▶ **Work item**:
Please copy, exactly as they appear below, the lines from the one containing "Target: microphone head" through the one containing "of the city".

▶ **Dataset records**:
****************

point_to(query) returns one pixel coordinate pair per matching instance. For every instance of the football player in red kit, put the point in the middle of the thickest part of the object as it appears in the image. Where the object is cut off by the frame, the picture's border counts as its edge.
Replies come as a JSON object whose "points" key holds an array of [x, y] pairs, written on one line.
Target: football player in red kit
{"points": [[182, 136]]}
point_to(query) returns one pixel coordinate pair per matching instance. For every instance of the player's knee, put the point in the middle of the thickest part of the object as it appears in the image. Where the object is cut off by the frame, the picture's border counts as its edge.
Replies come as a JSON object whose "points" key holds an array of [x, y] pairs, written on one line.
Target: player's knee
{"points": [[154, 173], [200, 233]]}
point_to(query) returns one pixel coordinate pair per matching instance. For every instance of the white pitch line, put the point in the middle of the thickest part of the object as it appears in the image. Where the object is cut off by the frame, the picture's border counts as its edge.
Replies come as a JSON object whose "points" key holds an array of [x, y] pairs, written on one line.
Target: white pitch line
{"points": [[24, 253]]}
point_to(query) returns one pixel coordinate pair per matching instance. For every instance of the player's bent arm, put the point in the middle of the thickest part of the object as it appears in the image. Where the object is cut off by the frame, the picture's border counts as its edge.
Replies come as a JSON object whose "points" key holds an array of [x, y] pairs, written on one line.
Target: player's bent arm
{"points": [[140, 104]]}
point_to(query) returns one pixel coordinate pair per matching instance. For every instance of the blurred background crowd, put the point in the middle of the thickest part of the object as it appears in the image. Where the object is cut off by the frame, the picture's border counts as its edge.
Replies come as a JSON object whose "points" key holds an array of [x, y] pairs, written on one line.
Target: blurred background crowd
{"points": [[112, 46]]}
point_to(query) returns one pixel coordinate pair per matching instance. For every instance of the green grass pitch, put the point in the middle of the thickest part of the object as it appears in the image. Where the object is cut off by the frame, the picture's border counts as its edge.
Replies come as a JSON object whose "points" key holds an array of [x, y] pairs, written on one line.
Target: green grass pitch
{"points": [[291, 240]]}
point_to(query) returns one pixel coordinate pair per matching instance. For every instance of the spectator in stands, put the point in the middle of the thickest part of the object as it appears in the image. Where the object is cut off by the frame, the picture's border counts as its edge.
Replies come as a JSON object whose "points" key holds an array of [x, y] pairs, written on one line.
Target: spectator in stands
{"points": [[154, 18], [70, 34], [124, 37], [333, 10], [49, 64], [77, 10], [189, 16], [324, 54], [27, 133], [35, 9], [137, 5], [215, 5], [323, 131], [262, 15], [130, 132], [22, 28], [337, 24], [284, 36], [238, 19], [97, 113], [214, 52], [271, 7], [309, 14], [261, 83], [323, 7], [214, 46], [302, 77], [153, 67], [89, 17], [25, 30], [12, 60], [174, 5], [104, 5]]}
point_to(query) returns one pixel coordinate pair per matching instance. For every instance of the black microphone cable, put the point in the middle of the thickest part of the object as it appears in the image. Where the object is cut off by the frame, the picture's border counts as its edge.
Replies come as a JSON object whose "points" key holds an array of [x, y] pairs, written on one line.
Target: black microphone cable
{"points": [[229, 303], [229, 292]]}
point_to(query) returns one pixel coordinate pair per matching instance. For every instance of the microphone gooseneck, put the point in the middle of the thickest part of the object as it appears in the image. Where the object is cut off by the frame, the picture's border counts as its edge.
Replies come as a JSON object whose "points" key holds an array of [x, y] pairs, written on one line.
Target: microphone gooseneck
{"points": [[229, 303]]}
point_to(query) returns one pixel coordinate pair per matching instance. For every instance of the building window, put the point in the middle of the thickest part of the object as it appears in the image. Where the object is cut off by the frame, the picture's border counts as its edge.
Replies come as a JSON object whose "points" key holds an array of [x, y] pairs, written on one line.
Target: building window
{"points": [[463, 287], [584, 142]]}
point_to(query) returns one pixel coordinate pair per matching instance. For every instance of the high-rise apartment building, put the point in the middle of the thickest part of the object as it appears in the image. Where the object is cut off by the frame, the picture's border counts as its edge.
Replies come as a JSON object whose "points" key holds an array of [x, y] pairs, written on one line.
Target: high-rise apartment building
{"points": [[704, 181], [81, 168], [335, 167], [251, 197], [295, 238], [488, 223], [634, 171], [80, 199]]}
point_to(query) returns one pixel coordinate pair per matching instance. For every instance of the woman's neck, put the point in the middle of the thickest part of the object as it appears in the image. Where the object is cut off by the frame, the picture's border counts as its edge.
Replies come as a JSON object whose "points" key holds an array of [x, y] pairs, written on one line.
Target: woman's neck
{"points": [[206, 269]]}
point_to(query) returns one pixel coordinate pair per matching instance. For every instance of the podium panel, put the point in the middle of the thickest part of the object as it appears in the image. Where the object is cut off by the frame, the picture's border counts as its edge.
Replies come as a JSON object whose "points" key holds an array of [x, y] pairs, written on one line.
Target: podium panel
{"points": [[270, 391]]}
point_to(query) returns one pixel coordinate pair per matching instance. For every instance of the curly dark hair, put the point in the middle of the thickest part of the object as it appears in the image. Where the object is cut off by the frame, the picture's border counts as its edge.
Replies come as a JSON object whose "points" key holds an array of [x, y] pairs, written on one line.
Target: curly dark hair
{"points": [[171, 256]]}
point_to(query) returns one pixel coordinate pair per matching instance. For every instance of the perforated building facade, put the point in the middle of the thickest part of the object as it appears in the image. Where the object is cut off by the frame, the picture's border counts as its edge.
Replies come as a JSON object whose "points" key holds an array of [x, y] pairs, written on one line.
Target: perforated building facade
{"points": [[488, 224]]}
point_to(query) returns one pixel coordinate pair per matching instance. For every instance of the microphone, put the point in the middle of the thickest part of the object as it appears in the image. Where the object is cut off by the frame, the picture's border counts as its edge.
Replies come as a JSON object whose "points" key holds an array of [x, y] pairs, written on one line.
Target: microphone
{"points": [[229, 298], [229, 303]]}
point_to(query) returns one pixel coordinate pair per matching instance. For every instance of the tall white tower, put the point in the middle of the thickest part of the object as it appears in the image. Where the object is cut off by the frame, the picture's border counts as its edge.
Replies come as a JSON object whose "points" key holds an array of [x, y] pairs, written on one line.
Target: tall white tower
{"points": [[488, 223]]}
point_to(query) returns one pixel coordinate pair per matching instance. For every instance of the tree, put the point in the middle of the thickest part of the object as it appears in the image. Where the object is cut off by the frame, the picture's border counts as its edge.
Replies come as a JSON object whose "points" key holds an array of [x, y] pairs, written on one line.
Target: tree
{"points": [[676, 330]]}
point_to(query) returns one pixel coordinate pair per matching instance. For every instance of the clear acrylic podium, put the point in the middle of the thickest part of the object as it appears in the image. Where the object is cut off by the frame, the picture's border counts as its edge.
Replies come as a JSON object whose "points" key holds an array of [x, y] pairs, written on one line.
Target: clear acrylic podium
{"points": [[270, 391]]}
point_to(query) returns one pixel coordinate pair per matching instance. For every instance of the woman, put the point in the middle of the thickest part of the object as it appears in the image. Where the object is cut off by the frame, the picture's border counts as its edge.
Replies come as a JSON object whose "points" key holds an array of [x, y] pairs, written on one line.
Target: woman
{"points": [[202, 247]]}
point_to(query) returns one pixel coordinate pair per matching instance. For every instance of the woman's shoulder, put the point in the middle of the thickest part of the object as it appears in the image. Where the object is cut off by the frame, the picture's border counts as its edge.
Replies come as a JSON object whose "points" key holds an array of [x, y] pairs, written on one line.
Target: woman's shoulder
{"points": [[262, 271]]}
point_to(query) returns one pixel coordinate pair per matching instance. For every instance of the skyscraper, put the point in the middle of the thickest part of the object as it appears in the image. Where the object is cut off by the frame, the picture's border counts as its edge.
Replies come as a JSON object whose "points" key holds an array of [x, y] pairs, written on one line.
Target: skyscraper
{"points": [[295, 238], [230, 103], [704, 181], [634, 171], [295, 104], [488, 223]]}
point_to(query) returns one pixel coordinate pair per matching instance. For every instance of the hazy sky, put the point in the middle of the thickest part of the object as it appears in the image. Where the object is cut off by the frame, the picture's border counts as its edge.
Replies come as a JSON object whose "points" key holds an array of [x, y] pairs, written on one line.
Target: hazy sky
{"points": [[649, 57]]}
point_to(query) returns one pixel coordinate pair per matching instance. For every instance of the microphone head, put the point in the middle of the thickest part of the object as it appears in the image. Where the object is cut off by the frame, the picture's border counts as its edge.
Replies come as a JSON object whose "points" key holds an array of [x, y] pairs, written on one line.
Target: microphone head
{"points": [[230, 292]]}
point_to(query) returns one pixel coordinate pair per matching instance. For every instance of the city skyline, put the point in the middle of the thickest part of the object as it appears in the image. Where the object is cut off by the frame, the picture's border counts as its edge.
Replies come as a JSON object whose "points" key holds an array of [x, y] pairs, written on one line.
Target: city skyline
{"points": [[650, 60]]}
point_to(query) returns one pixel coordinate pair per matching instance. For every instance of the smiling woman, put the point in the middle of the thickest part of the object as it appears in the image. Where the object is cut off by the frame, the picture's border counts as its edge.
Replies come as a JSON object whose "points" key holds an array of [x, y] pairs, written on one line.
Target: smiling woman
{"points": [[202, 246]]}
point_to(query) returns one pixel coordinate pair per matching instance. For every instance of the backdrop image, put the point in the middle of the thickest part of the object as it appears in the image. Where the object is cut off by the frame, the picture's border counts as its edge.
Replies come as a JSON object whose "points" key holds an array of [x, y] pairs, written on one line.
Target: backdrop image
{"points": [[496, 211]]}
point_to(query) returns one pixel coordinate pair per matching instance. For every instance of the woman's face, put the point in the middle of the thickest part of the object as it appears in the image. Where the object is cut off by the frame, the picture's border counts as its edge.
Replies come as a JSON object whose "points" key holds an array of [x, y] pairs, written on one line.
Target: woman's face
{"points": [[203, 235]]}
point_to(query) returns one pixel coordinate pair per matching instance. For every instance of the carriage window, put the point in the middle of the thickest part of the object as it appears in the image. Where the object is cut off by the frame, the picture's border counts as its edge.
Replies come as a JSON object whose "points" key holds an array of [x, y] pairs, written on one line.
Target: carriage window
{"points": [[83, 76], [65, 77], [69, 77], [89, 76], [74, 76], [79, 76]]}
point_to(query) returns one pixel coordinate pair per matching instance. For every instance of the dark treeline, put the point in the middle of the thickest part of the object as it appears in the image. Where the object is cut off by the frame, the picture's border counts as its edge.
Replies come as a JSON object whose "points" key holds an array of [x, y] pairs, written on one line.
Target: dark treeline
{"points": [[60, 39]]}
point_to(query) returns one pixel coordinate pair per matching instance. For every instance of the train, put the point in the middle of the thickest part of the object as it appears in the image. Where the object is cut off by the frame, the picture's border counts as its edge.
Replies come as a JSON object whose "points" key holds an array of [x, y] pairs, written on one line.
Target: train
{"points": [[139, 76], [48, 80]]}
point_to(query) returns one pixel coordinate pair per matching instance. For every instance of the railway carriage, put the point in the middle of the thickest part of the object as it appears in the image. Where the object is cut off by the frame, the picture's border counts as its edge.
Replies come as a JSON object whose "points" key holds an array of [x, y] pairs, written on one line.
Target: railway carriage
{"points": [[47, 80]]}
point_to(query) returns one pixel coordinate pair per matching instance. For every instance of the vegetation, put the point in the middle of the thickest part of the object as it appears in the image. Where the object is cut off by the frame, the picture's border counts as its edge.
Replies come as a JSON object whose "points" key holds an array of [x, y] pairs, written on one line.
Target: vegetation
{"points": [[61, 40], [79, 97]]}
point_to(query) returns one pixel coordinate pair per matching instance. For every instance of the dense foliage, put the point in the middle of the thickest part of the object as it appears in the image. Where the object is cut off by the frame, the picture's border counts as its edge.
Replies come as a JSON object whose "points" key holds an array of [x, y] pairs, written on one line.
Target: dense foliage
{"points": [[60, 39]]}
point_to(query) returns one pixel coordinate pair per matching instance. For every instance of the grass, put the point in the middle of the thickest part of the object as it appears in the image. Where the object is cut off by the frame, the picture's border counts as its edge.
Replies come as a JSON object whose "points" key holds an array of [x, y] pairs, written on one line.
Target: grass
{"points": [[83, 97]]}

****************

▶ **Task result**:
Target: microphone head
{"points": [[230, 292]]}
point_to(query) returns one pixel coordinate pair per matching instance. For every instance of the city skyline, put the point in the middle of the thickest part of the object as it appears in the image. Where the object is cut off by the frame, the picture's border counts as its edge.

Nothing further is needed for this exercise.